In the preferred embodiment of the present invention as shown in FIGS. 1 and 2, the first plate 14 is preferably modified by the extrusion die to partially protrude inwardly through intervening interior plates 18 and void spaces 34 near the first edge 22 and the second edge 24 of the plate 14 such that a first channel 38 and a second channel 40 are created in the panel 10. The first plate 14 should preferably protrude through at least two layers of void spaces 34; however, the extent of protrusion is not critical and may be varied for different panel or connector designs. The first plate 14 should be modified to create substantially rectangular channels 38, 40; however, other geometric configurations such as, for example, elliptical, circular and triangular are within the scope of the invention.
In the preferred embodiment, support walls 41 may be extruded below the channels 38, 40 for further structural integrity; however, such walls 41 are not necessary. In the preferred embodiment shown in FIGS. 1 and 2, the channels 38, 40 are located inwardly from the side walls 20, 30. The first and second channels 38, 40 are preferably adapted to receive a connector 42 shown in FIG. 2.

[Data entries]
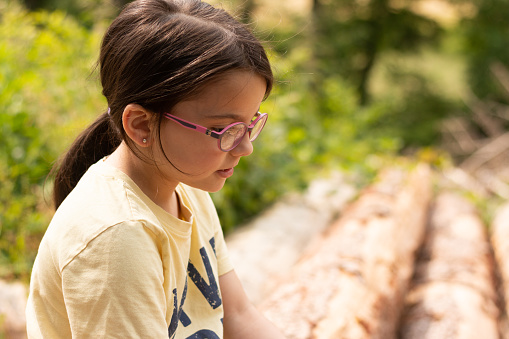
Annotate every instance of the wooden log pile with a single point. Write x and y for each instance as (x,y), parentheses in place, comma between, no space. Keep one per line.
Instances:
(399,262)
(453,293)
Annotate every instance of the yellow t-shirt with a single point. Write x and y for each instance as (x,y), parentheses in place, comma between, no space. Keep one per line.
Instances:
(114,264)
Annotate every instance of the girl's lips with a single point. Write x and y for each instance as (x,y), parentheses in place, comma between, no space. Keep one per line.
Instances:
(226,173)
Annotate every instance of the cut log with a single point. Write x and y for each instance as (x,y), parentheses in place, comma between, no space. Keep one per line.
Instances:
(453,293)
(266,249)
(352,283)
(500,241)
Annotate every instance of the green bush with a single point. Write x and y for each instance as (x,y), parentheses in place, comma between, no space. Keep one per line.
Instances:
(45,97)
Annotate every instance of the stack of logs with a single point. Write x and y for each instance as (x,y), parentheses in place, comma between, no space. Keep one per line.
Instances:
(401,261)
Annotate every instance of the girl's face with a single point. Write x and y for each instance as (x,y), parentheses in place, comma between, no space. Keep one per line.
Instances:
(234,98)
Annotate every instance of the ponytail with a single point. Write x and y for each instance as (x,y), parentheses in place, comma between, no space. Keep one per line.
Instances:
(97,141)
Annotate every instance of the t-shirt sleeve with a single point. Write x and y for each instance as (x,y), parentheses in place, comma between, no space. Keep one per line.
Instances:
(114,287)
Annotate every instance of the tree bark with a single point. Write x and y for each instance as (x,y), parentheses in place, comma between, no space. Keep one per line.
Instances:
(453,293)
(500,241)
(265,250)
(351,284)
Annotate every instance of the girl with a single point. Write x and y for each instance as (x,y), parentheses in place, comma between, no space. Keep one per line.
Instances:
(135,249)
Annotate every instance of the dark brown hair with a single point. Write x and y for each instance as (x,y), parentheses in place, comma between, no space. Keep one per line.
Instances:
(157,53)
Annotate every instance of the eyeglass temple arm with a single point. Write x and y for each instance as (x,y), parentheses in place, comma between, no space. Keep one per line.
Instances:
(192,126)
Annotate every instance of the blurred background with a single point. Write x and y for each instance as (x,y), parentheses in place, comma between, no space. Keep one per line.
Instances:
(360,84)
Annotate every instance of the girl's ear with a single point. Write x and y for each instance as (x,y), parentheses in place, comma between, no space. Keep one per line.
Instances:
(137,124)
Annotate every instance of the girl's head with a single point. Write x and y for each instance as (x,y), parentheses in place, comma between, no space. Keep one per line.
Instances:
(157,54)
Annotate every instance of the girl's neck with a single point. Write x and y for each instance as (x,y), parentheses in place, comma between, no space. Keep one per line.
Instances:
(145,176)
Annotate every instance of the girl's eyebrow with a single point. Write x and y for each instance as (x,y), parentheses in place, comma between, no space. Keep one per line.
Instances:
(225,116)
(232,116)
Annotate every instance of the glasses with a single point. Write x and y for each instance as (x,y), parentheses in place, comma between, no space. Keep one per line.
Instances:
(230,136)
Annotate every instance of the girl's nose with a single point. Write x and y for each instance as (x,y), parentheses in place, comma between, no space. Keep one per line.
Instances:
(243,149)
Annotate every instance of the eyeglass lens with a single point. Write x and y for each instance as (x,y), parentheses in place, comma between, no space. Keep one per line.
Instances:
(233,135)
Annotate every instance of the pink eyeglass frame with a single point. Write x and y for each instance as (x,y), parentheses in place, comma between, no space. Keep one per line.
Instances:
(218,135)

# Exercise tasks
1. Summarize the panel text in two sentences.
2. From the panel text, copy the passage that begins at the words "In the preferred embodiment of" and stops after the words "of the invention.".
3. List every geometric shape for the channels that the panel text names.

# Written responses
1. In the preferred embodiment, the extrusion die modifies the first plate to protrude partially inward through interior plates and void spaces near its edges, creating a first and a second channel in the panel, preferably substantially rectangular though elliptical, circular and triangular shapes are within the scope of the invention. Support walls may be extruded below the channels but are not necessary, and the channels sit inward from the side walls and are preferably adapted to receive a connector.

2.
In the preferred embodiment of the present invention as shown in FIGS. 1 and 2, the first plate 14 is preferably modified by the extrusion die to partially protrude inwardly through intervening interior plates 18 and void spaces 34 near the first edge 22 and the second edge 24 of the plate 14 such that a first channel 38 and a second channel 40 are created in the panel 10. The first plate 14 should preferably protrude through at least two layers of void spaces 34; however, the extent of protrusion is not critical and may be varied for different panel or connector designs. The first plate 14 should be modified to create substantially rectangular channels 38, 40; however, other geometric configurations such as, for example, elliptical, circular and triangular are within the scope of the invention.

3.
- Substantially rectangular
- Elliptical
- Circular
- Triangular